----- SUPPLIED DATA
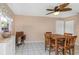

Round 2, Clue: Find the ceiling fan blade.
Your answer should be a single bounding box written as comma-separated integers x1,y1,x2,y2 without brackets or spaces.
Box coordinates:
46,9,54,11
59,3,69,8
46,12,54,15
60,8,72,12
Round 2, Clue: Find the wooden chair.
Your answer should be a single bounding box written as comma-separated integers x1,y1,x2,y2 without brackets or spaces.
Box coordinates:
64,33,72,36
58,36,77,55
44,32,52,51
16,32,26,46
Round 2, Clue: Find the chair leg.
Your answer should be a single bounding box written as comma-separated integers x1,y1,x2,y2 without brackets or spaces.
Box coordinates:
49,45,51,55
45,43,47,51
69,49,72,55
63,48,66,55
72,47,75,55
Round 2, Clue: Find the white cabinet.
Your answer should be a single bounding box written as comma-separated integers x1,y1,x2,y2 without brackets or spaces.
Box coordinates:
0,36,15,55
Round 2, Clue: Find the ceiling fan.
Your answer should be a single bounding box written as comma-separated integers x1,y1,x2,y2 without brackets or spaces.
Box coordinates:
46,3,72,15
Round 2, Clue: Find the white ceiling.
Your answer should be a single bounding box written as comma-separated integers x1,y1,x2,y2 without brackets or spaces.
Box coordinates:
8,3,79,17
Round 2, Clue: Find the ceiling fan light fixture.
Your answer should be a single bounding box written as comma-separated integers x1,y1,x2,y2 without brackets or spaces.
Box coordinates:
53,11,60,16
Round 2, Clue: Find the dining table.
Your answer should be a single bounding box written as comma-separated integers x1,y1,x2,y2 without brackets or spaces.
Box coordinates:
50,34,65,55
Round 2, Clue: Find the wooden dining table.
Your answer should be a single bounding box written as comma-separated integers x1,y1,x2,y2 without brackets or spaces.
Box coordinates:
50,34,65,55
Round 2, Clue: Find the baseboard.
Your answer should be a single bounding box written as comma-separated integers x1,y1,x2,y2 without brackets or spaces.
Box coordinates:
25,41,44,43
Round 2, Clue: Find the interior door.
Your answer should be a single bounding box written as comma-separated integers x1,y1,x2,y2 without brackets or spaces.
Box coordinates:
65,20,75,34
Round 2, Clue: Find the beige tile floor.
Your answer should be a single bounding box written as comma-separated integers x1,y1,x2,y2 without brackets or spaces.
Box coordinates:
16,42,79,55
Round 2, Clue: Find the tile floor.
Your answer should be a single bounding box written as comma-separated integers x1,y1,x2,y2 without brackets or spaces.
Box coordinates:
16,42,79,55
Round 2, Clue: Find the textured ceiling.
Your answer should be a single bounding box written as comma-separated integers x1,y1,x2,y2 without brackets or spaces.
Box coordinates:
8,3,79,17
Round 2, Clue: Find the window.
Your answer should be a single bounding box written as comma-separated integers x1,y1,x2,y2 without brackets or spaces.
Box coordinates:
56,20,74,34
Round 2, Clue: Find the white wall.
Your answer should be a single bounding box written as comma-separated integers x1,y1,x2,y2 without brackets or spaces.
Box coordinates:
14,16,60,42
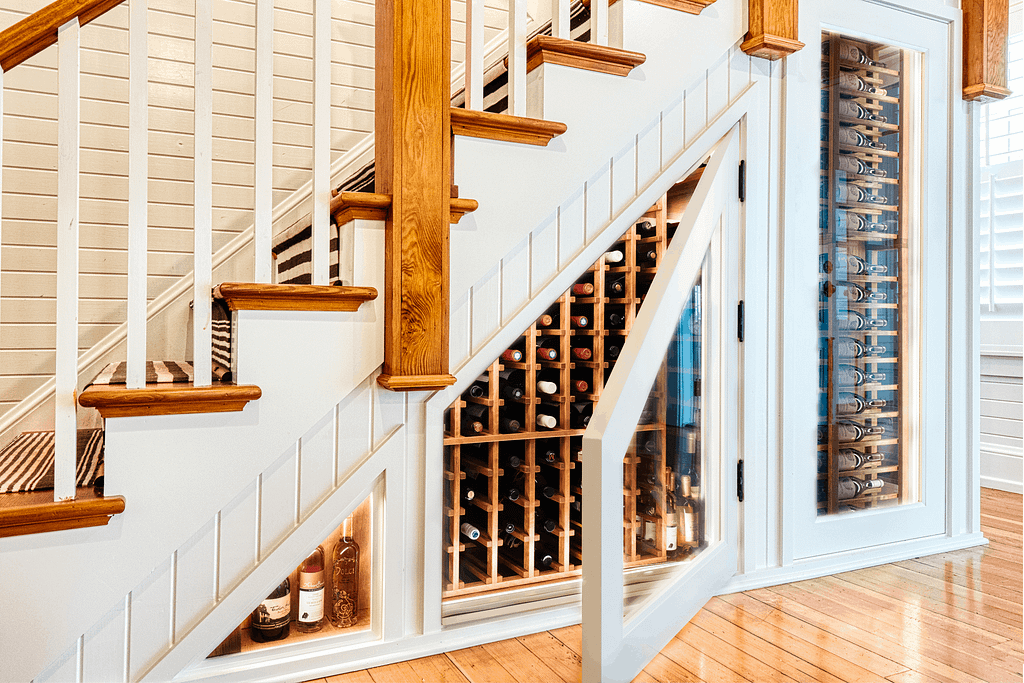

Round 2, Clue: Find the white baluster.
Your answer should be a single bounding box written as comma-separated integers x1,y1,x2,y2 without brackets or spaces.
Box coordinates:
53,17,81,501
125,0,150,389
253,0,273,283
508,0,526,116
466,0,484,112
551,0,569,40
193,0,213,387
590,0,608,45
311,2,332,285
----------
STATED TASK: Rewrite the whole listing with every "Clue" changed to "Hint" and nothing else altered. Leave the pictures out.

WRITTEN RESPONSE:
Round 2, Hint: Find the ceiling fan blade.
Your answer should be a single bounding box written as comma-separated integers x1,y1,x2,y2 without brackets or spaces.
Box coordinates:
46,9,54,11
59,3,69,8
46,12,54,15
60,8,72,12
Round 2, Hint: Find the wooden chair.
Your answer should be a single bounding box written as comma-separated integers x1,y1,x2,y2 without brackets or spaces.
Box coordinates:
64,33,72,36
58,36,77,55
44,32,52,51
16,32,26,46
Round 2, Hint: Find the chair leg.
Your answer should be a single bounding box written as comma-separated integers x1,y1,x2,y2 without brackets or spaces.
Box coordinates:
49,45,51,55
45,43,47,51
69,49,72,55
63,48,66,55
72,47,75,55
Round 2, Hint: Find the white cabinet.
Your answer should be a single bounding box written as comma-separated integers x1,y1,x2,y2 without brackets or spaces.
Box coordinates:
0,36,15,55
Round 2, Hint: Find the ceiling fan.
Your answer should be a single bounding box written as comma-separated integers x1,y1,x2,y2 without brackets or spaces.
Box coordinates:
46,3,72,15
Round 2, Hint: Find the white ceiling.
Your answer should be a single bounding box written as comma-separated integers x1,y1,x2,y2 without brackets or spaces.
Box coordinates:
8,3,79,17
Round 2, Hint: Find the ceiling fan light fixture.
Your answer should be a single bounding box written as comma-separated integers x1,y1,x2,y2 without brackets or spaces.
Box coordinates:
53,11,60,16
Round 2, Hint: Find the dining table.
Your answer should be a single bounding box written as comma-separated integers x1,y1,x2,y2 without brackets or spaces.
Box coordinates:
50,34,65,55
Round 2, Hint: Find the wooden dining table.
Your answer should be a single bounding box written as comma-separated integers x1,y1,x2,y2 without brackets or spaces.
Box coordinates:
50,34,65,55
Round 2, Hint: Find the baseboard.
Your answer should be a single bounding box written as comma-separated integers x1,y1,x2,y2 without brackets or spaces.
Box coordinates:
25,41,44,43
Round 2, Hint: Find the interior door.
Your answer should be a single bounding box written as comma-separated integers x1,y1,x2,y2 without brackets or spaces.
Box coordinates:
65,20,75,34
Round 2, Hint: Find the beige tile floor.
Your answer should be a single bounding box written as comma-separated integers x1,y1,x2,y2 without brackets or spaces.
Box coordinates:
16,42,79,55
Round 2, Hint: Find the tile floor.
Your answer should be a single bounding box written as comma-separated integers x1,y1,x2,y2 without brackets or spaces.
Box coordinates:
16,42,79,55
Round 2, Hint: Find the textured ceiling.
Your answer should be a single bounding box written as comma-separated integers x1,y1,x2,y2 without brackets or spaces.
Box coordinates:
8,3,79,17
Round 2, Hint: Find the window.
Your answer should be a single bounding box written as comma-separated integers x1,y1,x2,y2 without brackets or spaces.
Box coordinates:
56,20,74,34
Round 2, Hint: Find the white wall.
Your answer should be a single bounding box written as comma-separated integers x1,y1,x2,y2 without brackets or spaces.
Box coordinates:
14,16,60,42

Round 2, Hint: Find the white baluster.
Your answer should be a single bounding box written as comma-separated integers x1,y1,x2,y2 without brackets or spaces.
Box coordinates:
53,17,81,501
125,0,150,389
253,0,273,283
508,0,526,116
466,0,484,112
551,0,569,40
193,0,213,387
590,0,608,45
311,2,332,285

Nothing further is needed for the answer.